Einträge zur Beschriftung von Begrenzungsrahmen

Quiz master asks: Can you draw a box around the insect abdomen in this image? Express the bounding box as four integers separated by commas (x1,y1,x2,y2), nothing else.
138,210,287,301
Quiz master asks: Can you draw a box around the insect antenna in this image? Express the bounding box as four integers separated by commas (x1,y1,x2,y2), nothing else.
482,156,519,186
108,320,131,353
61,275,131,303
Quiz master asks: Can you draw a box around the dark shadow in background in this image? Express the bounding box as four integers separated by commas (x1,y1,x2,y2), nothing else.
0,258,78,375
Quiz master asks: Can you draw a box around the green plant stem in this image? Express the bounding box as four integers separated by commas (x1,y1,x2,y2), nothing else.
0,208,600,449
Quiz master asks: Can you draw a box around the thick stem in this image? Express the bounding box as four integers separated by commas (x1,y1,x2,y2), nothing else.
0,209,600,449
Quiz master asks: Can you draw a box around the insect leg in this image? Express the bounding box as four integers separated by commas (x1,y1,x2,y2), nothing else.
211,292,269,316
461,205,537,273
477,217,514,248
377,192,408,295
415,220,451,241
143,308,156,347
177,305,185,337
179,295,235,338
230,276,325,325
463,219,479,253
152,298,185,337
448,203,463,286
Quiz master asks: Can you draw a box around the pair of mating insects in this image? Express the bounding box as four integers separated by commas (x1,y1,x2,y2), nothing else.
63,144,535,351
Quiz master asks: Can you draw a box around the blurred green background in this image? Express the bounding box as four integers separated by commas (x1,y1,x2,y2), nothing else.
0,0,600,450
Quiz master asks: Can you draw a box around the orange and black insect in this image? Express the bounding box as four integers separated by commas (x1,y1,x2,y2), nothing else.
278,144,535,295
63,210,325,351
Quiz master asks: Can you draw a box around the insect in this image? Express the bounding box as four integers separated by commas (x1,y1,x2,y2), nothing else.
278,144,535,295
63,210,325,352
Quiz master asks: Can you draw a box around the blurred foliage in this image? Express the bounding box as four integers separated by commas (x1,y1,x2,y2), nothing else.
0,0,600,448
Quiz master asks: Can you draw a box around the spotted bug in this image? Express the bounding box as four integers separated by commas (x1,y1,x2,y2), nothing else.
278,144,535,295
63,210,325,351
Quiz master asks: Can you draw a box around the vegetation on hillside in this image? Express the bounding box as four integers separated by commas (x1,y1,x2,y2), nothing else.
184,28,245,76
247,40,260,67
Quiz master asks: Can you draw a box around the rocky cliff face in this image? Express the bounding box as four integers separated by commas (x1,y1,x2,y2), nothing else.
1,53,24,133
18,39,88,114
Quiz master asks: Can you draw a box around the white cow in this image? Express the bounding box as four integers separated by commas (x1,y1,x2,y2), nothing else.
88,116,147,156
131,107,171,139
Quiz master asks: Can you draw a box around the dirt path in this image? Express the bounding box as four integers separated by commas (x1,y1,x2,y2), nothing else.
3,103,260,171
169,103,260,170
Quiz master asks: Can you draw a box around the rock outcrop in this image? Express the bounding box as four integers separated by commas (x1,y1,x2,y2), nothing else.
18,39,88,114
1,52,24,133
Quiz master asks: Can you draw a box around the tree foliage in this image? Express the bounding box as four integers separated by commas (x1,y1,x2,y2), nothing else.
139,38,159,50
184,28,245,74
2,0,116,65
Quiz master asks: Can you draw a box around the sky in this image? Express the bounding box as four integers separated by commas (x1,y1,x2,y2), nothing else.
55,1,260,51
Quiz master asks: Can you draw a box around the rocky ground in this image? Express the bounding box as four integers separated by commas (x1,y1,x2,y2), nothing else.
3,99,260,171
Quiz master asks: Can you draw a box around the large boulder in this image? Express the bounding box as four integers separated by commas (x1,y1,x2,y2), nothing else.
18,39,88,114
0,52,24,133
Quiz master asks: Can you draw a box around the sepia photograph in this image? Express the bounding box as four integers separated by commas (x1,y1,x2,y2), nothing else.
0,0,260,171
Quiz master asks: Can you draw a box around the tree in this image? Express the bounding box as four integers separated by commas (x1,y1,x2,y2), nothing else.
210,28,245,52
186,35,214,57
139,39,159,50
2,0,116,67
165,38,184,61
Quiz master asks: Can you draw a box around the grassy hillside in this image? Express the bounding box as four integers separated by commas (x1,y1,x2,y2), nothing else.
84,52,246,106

ZU LÖSENDE AUFGABE:
Benenne im gesamten Material „Quiz master“ in „Instructor“ um und gib es sonst unverändert wieder.

VOLLSTÄNDIGE ANTWORT:
Instructor asks: Can you draw a box around the insect abdomen in this image? Express the bounding box as four integers separated by commas (x1,y1,x2,y2), nothing else.
138,210,287,301
Instructor asks: Can you draw a box around the insect antenna in this image? Express the bounding box as four integers separated by commas (x1,y1,x2,y2), nothing else.
482,156,519,186
108,320,131,353
61,275,131,303
Instructor asks: Can you draw a box around the dark shadow in background in this image? Express the bounding box as four integers separated by commas (x1,y1,x2,y2), nothing else.
0,258,78,375
Instructor asks: Can you draw a box around the green plant stem in this image? Express the bounding box as four integers separated by commas (x1,y1,x2,y2), nothing else.
0,208,600,449
Instructor asks: Can you draw a box around the thick stem in this image? Express the bounding box as four integers separated by commas (x1,y1,x2,y2), nothing else.
0,209,600,449
Instructor asks: Can you draw a box around the insect leg in this image? Express the bounding box as four integers separated by commas (x1,y1,x2,y2), nothing else.
211,292,269,316
461,205,537,273
477,217,514,248
377,192,408,295
415,220,451,241
143,308,156,347
177,305,185,337
179,295,235,338
230,276,325,325
463,219,479,253
152,298,185,337
448,203,463,286
Instructor asks: Can you draw a box around the pair of mating insects in this image? Express the bounding box as four integers separated by commas (x1,y1,x2,y2), nothing else.
63,144,535,351
Instructor asks: Can you draw a box around the blurred green background in this image? Express the bounding box as four integers separated by commas (x1,y1,x2,y2), nothing else.
0,0,600,450
Instructor asks: Can you draw a box around the orange and black insect in this image? Express the bounding box as four integers separated by commas (x1,y1,x2,y2), nothing else.
278,144,535,295
63,210,325,351
Instructor asks: Can you draw a box around the insect in this image? Express the bounding box as four integers separated by commas (x1,y1,x2,y2), nothing else.
278,144,535,295
63,210,325,352
Instructor asks: Can you draw a box around the blurred foliage in this image? Express the bounding box as four integers separated by commas (x1,y1,x2,y2), nothing else.
0,0,600,448
Instructor asks: Can you draw a box around the spotted bug in this image? Express the bounding box as four integers separated by commas (x1,y1,x2,y2), nothing else.
278,144,535,295
63,210,325,351
Instructor asks: Can you draw a box around the vegetation on hillside in this image? Express the bounding box as four integers separated by commas (x1,y1,x2,y2), nothing else.
184,28,245,76
247,40,260,67
Instructor asks: Can you draw a box around the rocky cliff face in this image? Express the bounding box as four integers separated by commas (x1,y1,x2,y2), nothing else.
1,53,24,133
18,39,88,114
Instructor asks: Can you draw a box around the white cow in this image? Express the bounding box as four integers separated by commas (x1,y1,x2,y2), nothing else.
88,116,147,156
131,107,171,139
Instructor asks: Can you draw a box around the dirt path in this image? Express the bounding box as four integers separated by commas (x1,y1,x2,y2), nothing else.
3,103,260,171
169,103,260,170
Instructor asks: Can you draw a box around the rock outcrop in this image? Express the bounding box as four integers separated by commas (x1,y1,x2,y2), nothing else.
18,39,88,114
1,52,24,133
Instructor asks: Can you draw a box around the tree foliage in this image? Express the bounding box as four integers separated by commas (x1,y1,x2,y2), nothing else.
139,38,159,50
184,28,245,74
2,0,116,65
Instructor asks: Can you draw a box around the sky in this image? Express the bounding box as four integers separated by commas (x1,y1,x2,y2), nothing else.
55,1,260,51
Instructor asks: Can you draw a box around the rocky ground in this image? Express the bounding box as four integers separated by commas (x1,y1,x2,y2), nothing else.
3,99,260,171
Instructor asks: Can you draw a box around the large boulder in this image? Express the bounding box as four integers separated by commas (x1,y1,x2,y2), nothing else.
18,39,88,114
0,52,24,133
Instructor asks: Can you draw a box around the sepia photograph in this image? Express the bounding box as four integers separated by commas (x1,y1,x2,y2), nothing else.
0,0,260,171
Instructor asks: Can you draw a box around the tree in this image? Express the bounding box as four integers separated by commas (x1,y1,x2,y2), nothing else.
210,28,245,52
186,35,214,57
139,39,159,50
2,0,116,67
165,38,184,61
Instructor asks: Can you draw a box around the grassy hillside in this image? Express the bounding box as four integers separated by commas (x1,y1,x2,y2), nothing else.
84,52,246,106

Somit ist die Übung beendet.